- WHAT IS EXPECTED: From the entries that follow, pick out all lines holding "person".

- EXERCISE INPUTS:
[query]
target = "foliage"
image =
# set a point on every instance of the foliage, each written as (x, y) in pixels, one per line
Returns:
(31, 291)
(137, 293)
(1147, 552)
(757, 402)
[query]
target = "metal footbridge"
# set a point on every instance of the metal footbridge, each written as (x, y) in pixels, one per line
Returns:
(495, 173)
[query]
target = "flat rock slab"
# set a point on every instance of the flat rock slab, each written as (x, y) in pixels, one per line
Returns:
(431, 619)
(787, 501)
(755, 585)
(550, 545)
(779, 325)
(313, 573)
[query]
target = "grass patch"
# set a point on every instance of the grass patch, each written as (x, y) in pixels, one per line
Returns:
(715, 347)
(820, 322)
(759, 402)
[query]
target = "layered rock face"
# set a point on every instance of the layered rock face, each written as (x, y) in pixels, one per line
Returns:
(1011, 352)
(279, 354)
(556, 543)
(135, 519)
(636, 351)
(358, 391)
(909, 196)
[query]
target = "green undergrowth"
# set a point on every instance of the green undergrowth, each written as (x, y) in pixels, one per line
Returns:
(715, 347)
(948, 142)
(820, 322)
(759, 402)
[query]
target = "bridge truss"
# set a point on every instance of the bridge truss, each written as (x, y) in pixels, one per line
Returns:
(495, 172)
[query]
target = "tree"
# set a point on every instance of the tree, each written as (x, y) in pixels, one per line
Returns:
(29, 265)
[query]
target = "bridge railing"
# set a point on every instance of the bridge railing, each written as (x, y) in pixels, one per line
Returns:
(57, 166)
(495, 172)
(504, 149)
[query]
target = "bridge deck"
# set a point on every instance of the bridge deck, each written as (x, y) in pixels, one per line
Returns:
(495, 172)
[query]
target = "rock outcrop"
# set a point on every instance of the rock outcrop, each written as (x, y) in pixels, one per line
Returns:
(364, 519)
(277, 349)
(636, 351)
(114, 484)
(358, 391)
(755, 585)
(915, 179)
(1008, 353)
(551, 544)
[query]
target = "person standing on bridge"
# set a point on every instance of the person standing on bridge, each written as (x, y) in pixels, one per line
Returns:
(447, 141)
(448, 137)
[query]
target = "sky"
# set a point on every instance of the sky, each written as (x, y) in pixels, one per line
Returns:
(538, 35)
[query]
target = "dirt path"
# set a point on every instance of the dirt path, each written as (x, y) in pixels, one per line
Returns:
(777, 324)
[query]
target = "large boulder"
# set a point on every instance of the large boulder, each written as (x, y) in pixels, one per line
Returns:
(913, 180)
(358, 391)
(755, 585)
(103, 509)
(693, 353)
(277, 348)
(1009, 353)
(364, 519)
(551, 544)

- WRITTEN SOLUTION:
target = "person standing on bridge"
# set a point on every instance of the person standing on bridge, each written as (x, y) in pixels, one per line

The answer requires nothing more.